26 September 2003

Bush has a battle on his hands

Rather than spurring the creation of a united front, the recurring attacks have seemed to spark infighting among the hawks. After Cheney revived a two-year-old story on a nationally broadcast television news program last Sunday about an alleged meeting between one of the September 11 hijackers and an Iraqi spy in Prague in April 2001, Rumsfeld told reporters three days later he had seen nothing to connect Saddam Hussein to the attacks on New York and the Pentagon, an assessment backed up by Rice and then by Bush himself.

At the same time, neo-conservatives outside the administration and close to Cheney, Wolfowitz and Feith kept up an offensive this week denouncing Rumsfeld's refusal to increase the number of US troops in Iraq to reduce insecurity there. Several neo-cons, including Frank Gaffney, president of the Center for Security Policy, also assailed Bush's top political adviser, Karl Rove, for allegedly warning Republicans that there must be 'no more wars' for the remainder of Bush's first term. The public nature of this infighting is remarkable in an administration that has obsessed about message management and spin control.
= = = = = = =
→ **Required actions**:
**a)** Answer these questions about the article above on Bush's battle with infighting among the hawks:
(i) Where and in what month and year did the alleged meeting between a September 11 hijacker and an Iraqi spy take place?
(ii) What position does Frank Gaffney hold?
(iii) How many days after Cheney's television appearance did Rumsfeld speak to reporters?
**b)** Translate this sentence from the article above into Spanish: "The public nature of this infighting is remarkable in an administration that has obsessed about message management and spin control."
**c)** Reproduce the article above word for word, beginning at the words "At the same" and stopping after "and spin control.".
= = = = = = =
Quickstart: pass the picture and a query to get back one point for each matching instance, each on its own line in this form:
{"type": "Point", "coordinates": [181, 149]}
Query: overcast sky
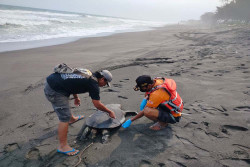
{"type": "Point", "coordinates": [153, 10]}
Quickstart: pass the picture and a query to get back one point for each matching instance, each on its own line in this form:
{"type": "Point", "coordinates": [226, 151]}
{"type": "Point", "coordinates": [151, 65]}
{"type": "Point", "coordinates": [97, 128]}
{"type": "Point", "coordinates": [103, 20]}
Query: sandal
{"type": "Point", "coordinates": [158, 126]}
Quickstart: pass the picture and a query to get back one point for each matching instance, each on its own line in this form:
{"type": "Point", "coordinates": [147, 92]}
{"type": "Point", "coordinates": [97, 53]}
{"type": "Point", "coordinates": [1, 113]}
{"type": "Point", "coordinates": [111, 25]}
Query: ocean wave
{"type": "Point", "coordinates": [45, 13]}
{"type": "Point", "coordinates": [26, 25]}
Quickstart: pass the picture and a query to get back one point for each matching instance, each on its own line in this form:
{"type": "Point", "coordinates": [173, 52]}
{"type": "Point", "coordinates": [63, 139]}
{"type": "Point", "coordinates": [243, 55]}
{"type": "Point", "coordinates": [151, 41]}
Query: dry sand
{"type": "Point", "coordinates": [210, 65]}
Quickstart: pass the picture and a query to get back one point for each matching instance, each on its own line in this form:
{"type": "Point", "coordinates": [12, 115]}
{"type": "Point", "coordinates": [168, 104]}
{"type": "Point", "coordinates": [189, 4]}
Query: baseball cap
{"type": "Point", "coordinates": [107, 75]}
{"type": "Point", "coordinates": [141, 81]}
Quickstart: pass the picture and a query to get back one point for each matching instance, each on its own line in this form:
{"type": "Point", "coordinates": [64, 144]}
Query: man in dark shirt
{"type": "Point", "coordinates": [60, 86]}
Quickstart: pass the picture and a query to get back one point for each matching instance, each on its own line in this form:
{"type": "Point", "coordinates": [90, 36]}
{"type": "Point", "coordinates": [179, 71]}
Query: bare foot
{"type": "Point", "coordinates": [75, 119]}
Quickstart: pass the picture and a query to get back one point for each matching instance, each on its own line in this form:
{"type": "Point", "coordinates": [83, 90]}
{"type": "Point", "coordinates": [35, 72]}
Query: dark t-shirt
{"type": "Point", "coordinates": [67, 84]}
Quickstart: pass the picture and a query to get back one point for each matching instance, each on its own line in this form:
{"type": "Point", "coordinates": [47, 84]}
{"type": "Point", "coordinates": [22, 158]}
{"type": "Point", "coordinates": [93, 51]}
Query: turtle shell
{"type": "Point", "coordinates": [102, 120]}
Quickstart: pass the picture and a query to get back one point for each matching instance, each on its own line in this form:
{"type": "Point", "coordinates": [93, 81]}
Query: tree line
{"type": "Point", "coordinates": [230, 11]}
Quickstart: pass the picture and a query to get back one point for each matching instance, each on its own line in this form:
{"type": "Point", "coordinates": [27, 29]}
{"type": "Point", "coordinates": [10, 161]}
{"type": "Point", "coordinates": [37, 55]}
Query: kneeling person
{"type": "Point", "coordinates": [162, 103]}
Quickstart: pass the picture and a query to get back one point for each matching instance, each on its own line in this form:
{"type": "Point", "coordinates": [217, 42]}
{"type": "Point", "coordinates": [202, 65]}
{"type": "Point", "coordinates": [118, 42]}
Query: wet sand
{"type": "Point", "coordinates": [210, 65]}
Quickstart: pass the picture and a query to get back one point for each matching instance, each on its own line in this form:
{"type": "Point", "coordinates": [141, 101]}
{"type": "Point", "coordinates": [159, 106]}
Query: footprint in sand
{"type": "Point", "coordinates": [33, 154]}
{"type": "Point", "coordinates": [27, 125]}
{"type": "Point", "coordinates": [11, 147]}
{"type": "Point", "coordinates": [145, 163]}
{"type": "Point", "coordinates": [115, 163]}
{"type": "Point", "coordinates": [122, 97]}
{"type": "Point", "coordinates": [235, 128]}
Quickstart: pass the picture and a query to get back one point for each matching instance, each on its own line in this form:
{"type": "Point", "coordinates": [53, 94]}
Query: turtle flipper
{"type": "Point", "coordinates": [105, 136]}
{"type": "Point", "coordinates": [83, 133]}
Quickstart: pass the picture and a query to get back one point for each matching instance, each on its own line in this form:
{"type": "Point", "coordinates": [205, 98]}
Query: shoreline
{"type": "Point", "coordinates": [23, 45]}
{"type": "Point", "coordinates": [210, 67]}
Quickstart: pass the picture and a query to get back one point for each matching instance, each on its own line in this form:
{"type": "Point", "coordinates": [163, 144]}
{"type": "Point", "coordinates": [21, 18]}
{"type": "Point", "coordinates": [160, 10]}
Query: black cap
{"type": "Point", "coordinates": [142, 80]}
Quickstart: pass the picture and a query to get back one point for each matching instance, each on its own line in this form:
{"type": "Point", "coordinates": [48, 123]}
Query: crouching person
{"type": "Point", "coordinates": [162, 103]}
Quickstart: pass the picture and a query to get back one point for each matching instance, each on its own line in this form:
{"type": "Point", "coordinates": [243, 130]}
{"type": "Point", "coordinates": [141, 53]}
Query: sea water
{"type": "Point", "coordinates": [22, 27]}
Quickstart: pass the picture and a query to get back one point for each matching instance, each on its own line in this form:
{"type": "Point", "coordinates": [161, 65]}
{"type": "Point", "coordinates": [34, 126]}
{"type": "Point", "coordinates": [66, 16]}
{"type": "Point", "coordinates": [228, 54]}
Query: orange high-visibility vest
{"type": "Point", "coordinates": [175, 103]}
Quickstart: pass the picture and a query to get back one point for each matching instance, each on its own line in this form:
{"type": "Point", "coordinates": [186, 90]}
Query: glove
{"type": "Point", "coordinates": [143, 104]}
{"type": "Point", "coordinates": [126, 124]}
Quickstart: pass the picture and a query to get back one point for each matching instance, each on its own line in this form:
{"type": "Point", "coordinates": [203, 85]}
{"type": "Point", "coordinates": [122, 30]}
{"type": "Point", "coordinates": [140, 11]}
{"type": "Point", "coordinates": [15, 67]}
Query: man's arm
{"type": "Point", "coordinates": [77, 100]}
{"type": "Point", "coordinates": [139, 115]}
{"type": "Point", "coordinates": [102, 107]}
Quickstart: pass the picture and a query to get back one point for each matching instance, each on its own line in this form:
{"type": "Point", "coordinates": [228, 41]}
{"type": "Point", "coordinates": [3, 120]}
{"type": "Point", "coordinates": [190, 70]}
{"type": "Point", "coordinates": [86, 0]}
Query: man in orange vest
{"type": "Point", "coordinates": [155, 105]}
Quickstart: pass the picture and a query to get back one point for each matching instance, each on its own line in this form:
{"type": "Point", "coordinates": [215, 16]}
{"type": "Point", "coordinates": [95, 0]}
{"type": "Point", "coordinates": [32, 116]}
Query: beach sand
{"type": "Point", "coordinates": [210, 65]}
= = = = = = =
→ **Task-by-task outputs**:
**a)**
(i) Prague, April 2001
(ii) President of the Center for Security Policy
(iii) Three days

**b)** La naturaleza pública de estas disputas internas es notable en una administración que se ha obsesionado con la gestión del mensaje y el control de la imagen.

**c)**
At the same time, neo-conservatives outside the administration and close to Cheney, Wolfowitz and Feith kept up an offensive this week denouncing Rumsfeld's refusal to increase the number of US troops in Iraq to reduce insecurity there. Several neo-cons, including Frank Gaffney, president of the Center for Security Policy, also assailed Bush's top political adviser, Karl Rove, for allegedly warning Republicans that there must be 'no more wars' for the remainder of Bush's first term. The public nature of this infighting is remarkable in an administration that has obsessed about message management and spin control.